══ RECORDS FOR THIS EXERCISE ══

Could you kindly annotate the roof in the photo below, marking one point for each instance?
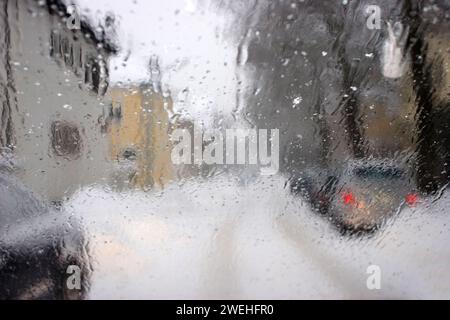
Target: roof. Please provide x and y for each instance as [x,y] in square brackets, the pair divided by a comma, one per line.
[57,7]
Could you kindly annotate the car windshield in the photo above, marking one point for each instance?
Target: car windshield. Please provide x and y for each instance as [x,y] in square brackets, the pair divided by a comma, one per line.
[211,149]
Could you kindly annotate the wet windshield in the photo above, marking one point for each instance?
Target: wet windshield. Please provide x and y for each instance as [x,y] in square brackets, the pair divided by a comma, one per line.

═══

▶ [WHAT YOU HAVE TO DO]
Everything from the line containing "Target: car windshield." through the last line of the records must be given again exactly; leave out all other lines.

▶ [SOLUTION BELOW]
Target: car windshield. Please provide x and y for each instance as [x,y] in square brackets, the pair divided by a comma, one per line.
[211,149]
Could you kindly annotate the wet windshield in the photo above, marking one point for each instance?
Target: wet windshield. Please provide x and y for each instance as [x,y] in square brackets, the pair divided by a comma, one per line.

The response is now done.